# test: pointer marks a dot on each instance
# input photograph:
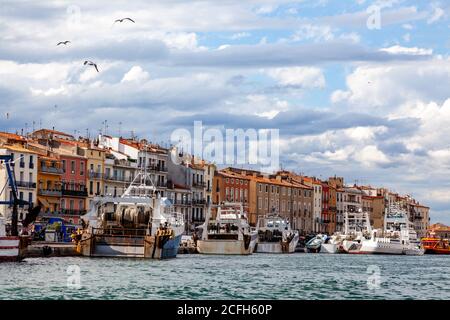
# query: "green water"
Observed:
(259, 276)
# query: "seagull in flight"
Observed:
(121, 20)
(90, 63)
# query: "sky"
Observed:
(357, 88)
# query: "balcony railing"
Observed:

WORK INSTRUCTION
In the records, which lines mention the word "query"? Copy those lines.

SOLVED EXERCISE
# query: "green water"
# query: "seagull in flight"
# query: "sky"
# query: "balcony railing"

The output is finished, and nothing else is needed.